BEGIN PROVIDED RECORDS

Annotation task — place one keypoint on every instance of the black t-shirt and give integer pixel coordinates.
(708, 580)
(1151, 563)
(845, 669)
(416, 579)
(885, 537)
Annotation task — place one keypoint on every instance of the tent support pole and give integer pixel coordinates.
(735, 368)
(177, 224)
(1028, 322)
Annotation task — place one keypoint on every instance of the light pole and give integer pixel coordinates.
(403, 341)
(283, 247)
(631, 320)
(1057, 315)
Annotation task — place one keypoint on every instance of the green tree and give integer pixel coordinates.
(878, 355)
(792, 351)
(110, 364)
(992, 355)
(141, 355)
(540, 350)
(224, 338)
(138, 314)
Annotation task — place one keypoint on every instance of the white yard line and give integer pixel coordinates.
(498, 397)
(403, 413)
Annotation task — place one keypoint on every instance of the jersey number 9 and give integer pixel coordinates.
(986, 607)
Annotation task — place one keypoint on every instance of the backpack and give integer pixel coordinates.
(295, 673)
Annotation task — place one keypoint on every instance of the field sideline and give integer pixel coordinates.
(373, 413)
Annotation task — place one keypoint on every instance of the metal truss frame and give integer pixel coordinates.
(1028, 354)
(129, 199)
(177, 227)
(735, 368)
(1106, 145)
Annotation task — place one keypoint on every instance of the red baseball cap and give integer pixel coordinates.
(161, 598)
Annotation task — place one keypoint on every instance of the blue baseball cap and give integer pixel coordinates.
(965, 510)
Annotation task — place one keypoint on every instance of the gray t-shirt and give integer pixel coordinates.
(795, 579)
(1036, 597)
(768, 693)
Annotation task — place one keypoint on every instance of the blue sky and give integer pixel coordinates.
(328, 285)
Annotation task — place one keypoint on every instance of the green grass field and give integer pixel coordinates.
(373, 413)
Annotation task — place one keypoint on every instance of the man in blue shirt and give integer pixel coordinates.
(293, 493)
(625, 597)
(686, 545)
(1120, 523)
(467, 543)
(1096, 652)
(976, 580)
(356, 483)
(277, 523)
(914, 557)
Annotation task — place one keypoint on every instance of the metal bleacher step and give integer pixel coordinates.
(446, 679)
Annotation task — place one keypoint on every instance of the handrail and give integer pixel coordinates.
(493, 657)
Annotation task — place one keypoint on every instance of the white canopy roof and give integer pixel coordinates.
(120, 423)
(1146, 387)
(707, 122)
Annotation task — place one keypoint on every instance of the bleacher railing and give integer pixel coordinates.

END PROVIDED RECORDS

- _BRIEF_:
Reproduce only those lines of the entries above that run from the line with "sideline and give integer pixel coordinates." to the final line.

- _SOLUTION FOR THIS TASK_:
Annotation task — place one keypoint on every instance of the field sideline and give integer pixel coordinates.
(373, 413)
Annotation task — place one keypoint on every instance of the metal truss frame and give integer pixel coordinates.
(1028, 354)
(129, 199)
(177, 227)
(735, 368)
(1106, 145)
Annotation task — place one keypoint on every instance of the red baseball cap and give integer pixel coordinates.
(161, 598)
Annotation task — place one keypoint on every instance of the blue baseball cap and give integer pixel coordinates.
(965, 510)
Annotation task — place one keypoint on every instance of the gray t-shirt and give integer pixel coordinates.
(795, 579)
(1036, 597)
(768, 693)
Annotation task — place one keypoint on every instance of the blue sky and give integer pixel coordinates.
(328, 285)
Annotation task — place one keypoint on every instance of the green grass field and give integer pixel coordinates.
(373, 413)
Annotation task — place one keypoint on every instance of the man in blue shirt and give integer pixel coordinates.
(293, 493)
(625, 597)
(686, 545)
(1120, 523)
(467, 543)
(1096, 652)
(976, 580)
(356, 483)
(277, 523)
(914, 557)
Annotation task — place one keypoint on every instance of the metal bleacher step and give integer pixel coordinates.
(446, 679)
Annotation task — place one keypoint on every instance of the handrail and give integer pixel coordinates.
(493, 657)
Annotation task — place one keypoint on every instance of the white canopy roof and give integer pixel coordinates.
(120, 423)
(1146, 387)
(707, 122)
Annotation task — place one keypoint on every instance of the bleacher railing and give integer pixel coordinates.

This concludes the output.